Records of labeled boxes
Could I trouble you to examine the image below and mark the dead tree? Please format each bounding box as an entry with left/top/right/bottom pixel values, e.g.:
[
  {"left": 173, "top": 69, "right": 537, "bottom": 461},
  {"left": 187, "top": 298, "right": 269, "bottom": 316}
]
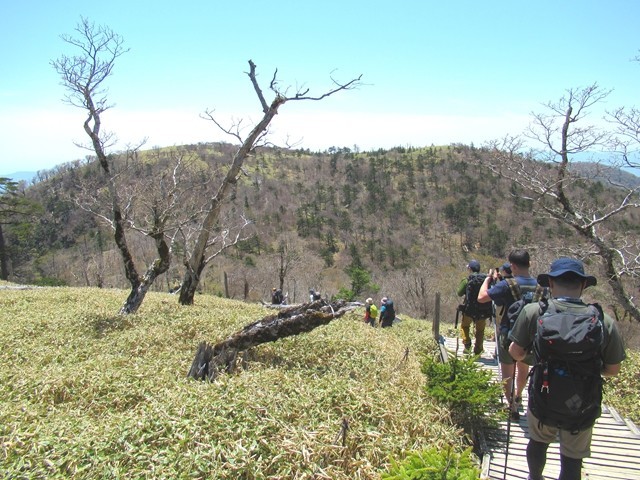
[
  {"left": 51, "top": 18, "right": 171, "bottom": 314},
  {"left": 187, "top": 300, "right": 358, "bottom": 380},
  {"left": 480, "top": 84, "right": 640, "bottom": 321},
  {"left": 179, "top": 60, "right": 362, "bottom": 305}
]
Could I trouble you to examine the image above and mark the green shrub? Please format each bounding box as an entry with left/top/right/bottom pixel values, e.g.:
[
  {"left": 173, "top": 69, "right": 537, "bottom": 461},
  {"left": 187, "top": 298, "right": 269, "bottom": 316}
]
[
  {"left": 422, "top": 357, "right": 502, "bottom": 427},
  {"left": 381, "top": 446, "right": 480, "bottom": 480}
]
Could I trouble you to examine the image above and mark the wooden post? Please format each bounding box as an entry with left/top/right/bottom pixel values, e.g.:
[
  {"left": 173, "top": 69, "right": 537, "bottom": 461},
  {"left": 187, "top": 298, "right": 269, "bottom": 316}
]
[{"left": 433, "top": 292, "right": 440, "bottom": 340}]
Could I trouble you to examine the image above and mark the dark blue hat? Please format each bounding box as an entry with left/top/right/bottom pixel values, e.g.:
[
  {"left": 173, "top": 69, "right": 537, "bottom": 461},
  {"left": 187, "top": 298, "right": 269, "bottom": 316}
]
[
  {"left": 467, "top": 260, "right": 480, "bottom": 272},
  {"left": 538, "top": 257, "right": 598, "bottom": 288}
]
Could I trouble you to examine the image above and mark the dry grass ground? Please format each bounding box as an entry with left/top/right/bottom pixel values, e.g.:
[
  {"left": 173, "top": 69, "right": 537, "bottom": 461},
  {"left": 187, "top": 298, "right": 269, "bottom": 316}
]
[{"left": 0, "top": 288, "right": 463, "bottom": 479}]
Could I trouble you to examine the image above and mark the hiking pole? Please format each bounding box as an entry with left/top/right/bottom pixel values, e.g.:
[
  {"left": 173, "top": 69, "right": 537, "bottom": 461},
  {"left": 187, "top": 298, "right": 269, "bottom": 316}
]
[
  {"left": 453, "top": 305, "right": 460, "bottom": 358},
  {"left": 503, "top": 360, "right": 517, "bottom": 479}
]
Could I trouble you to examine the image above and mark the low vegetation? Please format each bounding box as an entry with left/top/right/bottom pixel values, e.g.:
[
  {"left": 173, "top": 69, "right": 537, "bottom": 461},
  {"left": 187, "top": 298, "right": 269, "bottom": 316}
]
[
  {"left": 0, "top": 284, "right": 640, "bottom": 479},
  {"left": 0, "top": 288, "right": 464, "bottom": 479}
]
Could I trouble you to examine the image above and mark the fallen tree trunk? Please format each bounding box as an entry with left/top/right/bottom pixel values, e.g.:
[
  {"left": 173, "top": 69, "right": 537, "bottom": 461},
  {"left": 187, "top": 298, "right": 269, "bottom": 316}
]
[{"left": 187, "top": 300, "right": 360, "bottom": 380}]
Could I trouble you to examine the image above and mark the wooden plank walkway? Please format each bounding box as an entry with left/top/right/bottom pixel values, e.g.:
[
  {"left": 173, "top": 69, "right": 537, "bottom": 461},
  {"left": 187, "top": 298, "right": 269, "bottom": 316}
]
[{"left": 445, "top": 338, "right": 640, "bottom": 480}]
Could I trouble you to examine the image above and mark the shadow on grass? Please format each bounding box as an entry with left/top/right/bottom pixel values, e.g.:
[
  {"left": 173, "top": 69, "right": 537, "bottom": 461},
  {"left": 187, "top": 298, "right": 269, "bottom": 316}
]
[{"left": 88, "top": 315, "right": 133, "bottom": 338}]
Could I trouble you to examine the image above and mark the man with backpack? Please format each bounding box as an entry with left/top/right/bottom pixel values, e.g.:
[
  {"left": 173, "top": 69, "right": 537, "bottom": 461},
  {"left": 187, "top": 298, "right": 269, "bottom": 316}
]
[
  {"left": 478, "top": 250, "right": 538, "bottom": 421},
  {"left": 364, "top": 297, "right": 378, "bottom": 327},
  {"left": 380, "top": 297, "right": 396, "bottom": 328},
  {"left": 509, "top": 257, "right": 626, "bottom": 480},
  {"left": 457, "top": 260, "right": 492, "bottom": 355}
]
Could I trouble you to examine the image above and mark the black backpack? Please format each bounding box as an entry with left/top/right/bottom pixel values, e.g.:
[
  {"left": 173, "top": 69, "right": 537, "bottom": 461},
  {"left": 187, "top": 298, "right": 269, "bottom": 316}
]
[
  {"left": 500, "top": 278, "right": 548, "bottom": 332},
  {"left": 529, "top": 303, "right": 606, "bottom": 433},
  {"left": 380, "top": 300, "right": 396, "bottom": 326},
  {"left": 461, "top": 273, "right": 493, "bottom": 320}
]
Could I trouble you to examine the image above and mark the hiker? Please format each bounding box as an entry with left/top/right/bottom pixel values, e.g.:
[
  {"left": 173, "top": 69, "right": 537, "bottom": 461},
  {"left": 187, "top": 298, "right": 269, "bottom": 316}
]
[
  {"left": 271, "top": 287, "right": 284, "bottom": 305},
  {"left": 457, "top": 260, "right": 492, "bottom": 355},
  {"left": 498, "top": 262, "right": 513, "bottom": 280},
  {"left": 478, "top": 250, "right": 538, "bottom": 421},
  {"left": 380, "top": 297, "right": 396, "bottom": 328},
  {"left": 364, "top": 297, "right": 378, "bottom": 327},
  {"left": 509, "top": 257, "right": 626, "bottom": 480}
]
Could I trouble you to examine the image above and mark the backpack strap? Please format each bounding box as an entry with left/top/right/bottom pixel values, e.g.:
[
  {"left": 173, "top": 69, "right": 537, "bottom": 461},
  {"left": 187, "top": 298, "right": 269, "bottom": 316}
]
[
  {"left": 505, "top": 277, "right": 522, "bottom": 302},
  {"left": 531, "top": 284, "right": 549, "bottom": 302}
]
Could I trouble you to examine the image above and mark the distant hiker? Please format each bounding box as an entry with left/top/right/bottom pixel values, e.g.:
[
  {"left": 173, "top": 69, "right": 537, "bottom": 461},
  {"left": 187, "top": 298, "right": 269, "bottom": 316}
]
[
  {"left": 457, "top": 260, "right": 492, "bottom": 355},
  {"left": 478, "top": 250, "right": 538, "bottom": 421},
  {"left": 380, "top": 297, "right": 396, "bottom": 328},
  {"left": 364, "top": 298, "right": 378, "bottom": 327},
  {"left": 271, "top": 288, "right": 284, "bottom": 305},
  {"left": 509, "top": 257, "right": 626, "bottom": 480},
  {"left": 498, "top": 262, "right": 513, "bottom": 280}
]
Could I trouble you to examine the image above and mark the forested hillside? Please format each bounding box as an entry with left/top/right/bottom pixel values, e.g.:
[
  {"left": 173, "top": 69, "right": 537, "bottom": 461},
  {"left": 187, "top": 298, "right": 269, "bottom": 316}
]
[{"left": 4, "top": 143, "right": 640, "bottom": 317}]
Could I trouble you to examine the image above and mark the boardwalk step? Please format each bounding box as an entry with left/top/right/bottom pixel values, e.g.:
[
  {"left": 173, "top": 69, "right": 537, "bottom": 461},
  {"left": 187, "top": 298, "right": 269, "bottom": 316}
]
[{"left": 444, "top": 338, "right": 640, "bottom": 480}]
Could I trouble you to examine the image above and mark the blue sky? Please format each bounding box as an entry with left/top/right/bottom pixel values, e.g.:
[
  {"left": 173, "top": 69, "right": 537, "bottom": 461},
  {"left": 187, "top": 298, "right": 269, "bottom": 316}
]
[{"left": 0, "top": 0, "right": 640, "bottom": 174}]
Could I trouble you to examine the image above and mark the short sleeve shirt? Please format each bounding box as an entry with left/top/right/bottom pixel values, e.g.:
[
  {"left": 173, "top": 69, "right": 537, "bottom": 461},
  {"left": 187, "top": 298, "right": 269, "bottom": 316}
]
[{"left": 509, "top": 299, "right": 627, "bottom": 365}]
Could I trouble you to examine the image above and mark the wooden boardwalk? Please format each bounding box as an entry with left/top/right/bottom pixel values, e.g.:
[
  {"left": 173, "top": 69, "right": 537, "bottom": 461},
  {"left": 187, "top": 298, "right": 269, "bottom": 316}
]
[{"left": 445, "top": 338, "right": 640, "bottom": 480}]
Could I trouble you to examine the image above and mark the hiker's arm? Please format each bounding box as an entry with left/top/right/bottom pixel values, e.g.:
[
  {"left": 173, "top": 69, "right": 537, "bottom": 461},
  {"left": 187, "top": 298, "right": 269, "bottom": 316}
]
[
  {"left": 478, "top": 275, "right": 493, "bottom": 303},
  {"left": 602, "top": 363, "right": 620, "bottom": 377},
  {"left": 509, "top": 342, "right": 527, "bottom": 361}
]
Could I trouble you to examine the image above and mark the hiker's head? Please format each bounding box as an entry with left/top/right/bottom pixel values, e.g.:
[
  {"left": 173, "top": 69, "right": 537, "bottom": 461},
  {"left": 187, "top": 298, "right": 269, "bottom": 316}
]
[
  {"left": 467, "top": 260, "right": 480, "bottom": 273},
  {"left": 508, "top": 250, "right": 531, "bottom": 275},
  {"left": 538, "top": 257, "right": 598, "bottom": 292}
]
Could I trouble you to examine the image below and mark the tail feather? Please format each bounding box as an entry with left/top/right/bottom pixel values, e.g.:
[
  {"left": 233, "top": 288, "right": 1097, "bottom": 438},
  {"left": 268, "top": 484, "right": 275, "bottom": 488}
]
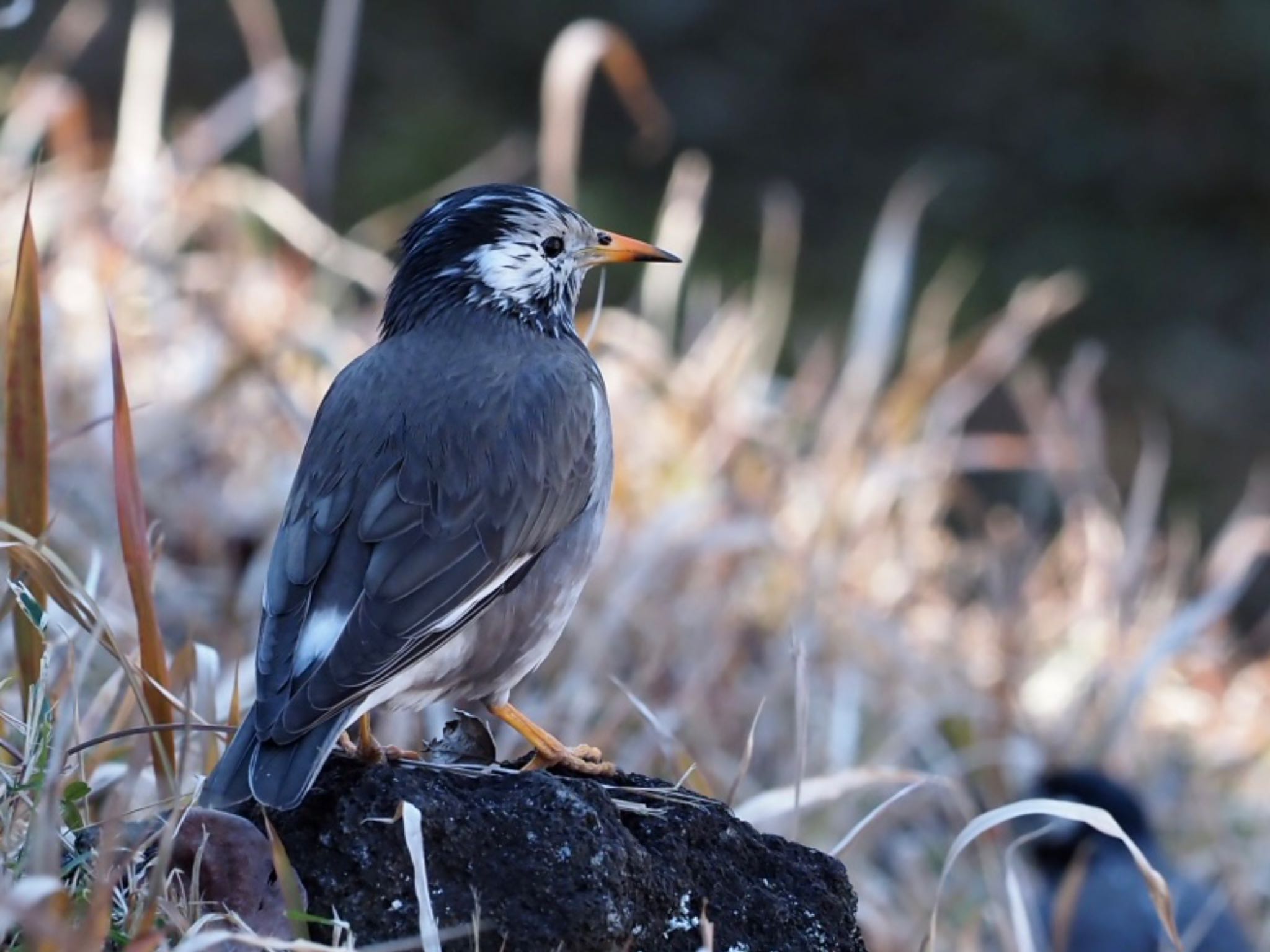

GOAL: Write out the lines of the material from the one containing "mark the short" through the last, exactly and only those. Leave every picture out.

EXERCISE SOLUTION:
Could I trouble you to examine the image above and mark the short sleeve shirt? Please format each bounding box as an entry with left/top/right/bottom pixel values, e.g.:
[
  {"left": 173, "top": 69, "right": 537, "bottom": 461},
  {"left": 187, "top": 298, "right": 269, "bottom": 316}
]
[{"left": 509, "top": 299, "right": 627, "bottom": 365}]
Could I trouble you to examine the image above and mark the wooden boardwalk? Please format each bounding box as an entry with left/top/right/bottom pixel values, e.g.:
[
  {"left": 173, "top": 69, "right": 537, "bottom": 461},
  {"left": 187, "top": 298, "right": 269, "bottom": 316}
]
[{"left": 445, "top": 338, "right": 640, "bottom": 480}]
Could I trouble you to examine the image above and mark the hiker's arm? Please format each bounding box as an entry with left/top/right/bottom pixel values, e.g.:
[
  {"left": 173, "top": 69, "right": 537, "bottom": 461},
  {"left": 187, "top": 298, "right": 269, "bottom": 316}
]
[
  {"left": 478, "top": 275, "right": 493, "bottom": 303},
  {"left": 602, "top": 363, "right": 620, "bottom": 377},
  {"left": 509, "top": 342, "right": 527, "bottom": 361}
]
Could I trouble you to examine the image above and mark the hiker's head? Please format each bounding box as an entry with left/top/right/bottom pixel values, e.g.:
[
  {"left": 173, "top": 69, "right": 537, "bottom": 461},
  {"left": 187, "top": 298, "right": 269, "bottom": 316}
]
[
  {"left": 467, "top": 260, "right": 480, "bottom": 273},
  {"left": 508, "top": 250, "right": 531, "bottom": 275},
  {"left": 538, "top": 257, "right": 598, "bottom": 292}
]
Could I trouble you to examine the image below and mark the tail feather? Please format each bounding box as an entry with left/top/right/bottom pixel values, e.g.:
[
  {"left": 233, "top": 288, "right": 1097, "bottom": 438},
  {"left": 268, "top": 484, "right": 275, "bottom": 488}
]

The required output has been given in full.